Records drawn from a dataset

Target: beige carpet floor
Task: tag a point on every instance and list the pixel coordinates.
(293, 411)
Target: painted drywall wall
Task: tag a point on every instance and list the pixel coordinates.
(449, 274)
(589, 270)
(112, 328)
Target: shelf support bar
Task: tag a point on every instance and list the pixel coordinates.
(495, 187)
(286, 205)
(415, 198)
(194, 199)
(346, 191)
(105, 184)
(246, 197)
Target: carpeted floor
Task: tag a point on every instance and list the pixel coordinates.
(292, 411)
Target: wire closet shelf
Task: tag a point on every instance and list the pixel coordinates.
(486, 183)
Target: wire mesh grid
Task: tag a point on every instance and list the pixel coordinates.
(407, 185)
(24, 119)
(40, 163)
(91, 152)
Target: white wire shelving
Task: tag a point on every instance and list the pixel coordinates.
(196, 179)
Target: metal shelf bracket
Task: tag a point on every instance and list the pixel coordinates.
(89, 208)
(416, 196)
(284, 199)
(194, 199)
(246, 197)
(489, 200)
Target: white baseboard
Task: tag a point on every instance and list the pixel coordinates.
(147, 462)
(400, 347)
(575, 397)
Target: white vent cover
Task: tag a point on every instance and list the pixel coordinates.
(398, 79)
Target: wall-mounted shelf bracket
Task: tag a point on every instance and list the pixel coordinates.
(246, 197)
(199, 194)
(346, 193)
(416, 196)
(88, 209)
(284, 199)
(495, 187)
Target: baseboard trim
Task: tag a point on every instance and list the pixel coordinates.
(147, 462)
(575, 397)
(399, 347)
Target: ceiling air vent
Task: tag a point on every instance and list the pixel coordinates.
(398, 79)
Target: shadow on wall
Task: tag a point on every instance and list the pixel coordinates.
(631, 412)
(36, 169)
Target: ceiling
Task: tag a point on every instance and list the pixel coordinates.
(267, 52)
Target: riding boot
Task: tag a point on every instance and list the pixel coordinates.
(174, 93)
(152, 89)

--- EXERCISE GOAL ---
Output only a verbatim copy of the lines spanning from the line that contains "Target: riding boot" to the end of the records above.

--- RESPONSE TO THIS EXERCISE ---
Target: riding boot
Task: tag a point on every instance and list the pixel coordinates.
(174, 93)
(152, 89)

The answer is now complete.